-- Input data follows --
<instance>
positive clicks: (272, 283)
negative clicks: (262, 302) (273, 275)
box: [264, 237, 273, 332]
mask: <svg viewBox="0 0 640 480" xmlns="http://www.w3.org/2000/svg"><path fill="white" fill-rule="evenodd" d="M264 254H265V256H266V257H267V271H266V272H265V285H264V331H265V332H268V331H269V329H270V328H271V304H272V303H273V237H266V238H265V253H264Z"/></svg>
-- Input data concluded --
• _Work instructions_
Would you retype the whole listing, exactly as it reads?

• _Task result_
<instance>
positive clicks: (272, 283)
negative clicks: (262, 302) (273, 275)
box: [264, 237, 273, 332]
mask: <svg viewBox="0 0 640 480" xmlns="http://www.w3.org/2000/svg"><path fill="white" fill-rule="evenodd" d="M264 254H265V256H266V257H267V271H266V272H265V285H264V331H265V332H268V331H269V329H270V328H271V304H272V303H273V237H266V238H265V253H264Z"/></svg>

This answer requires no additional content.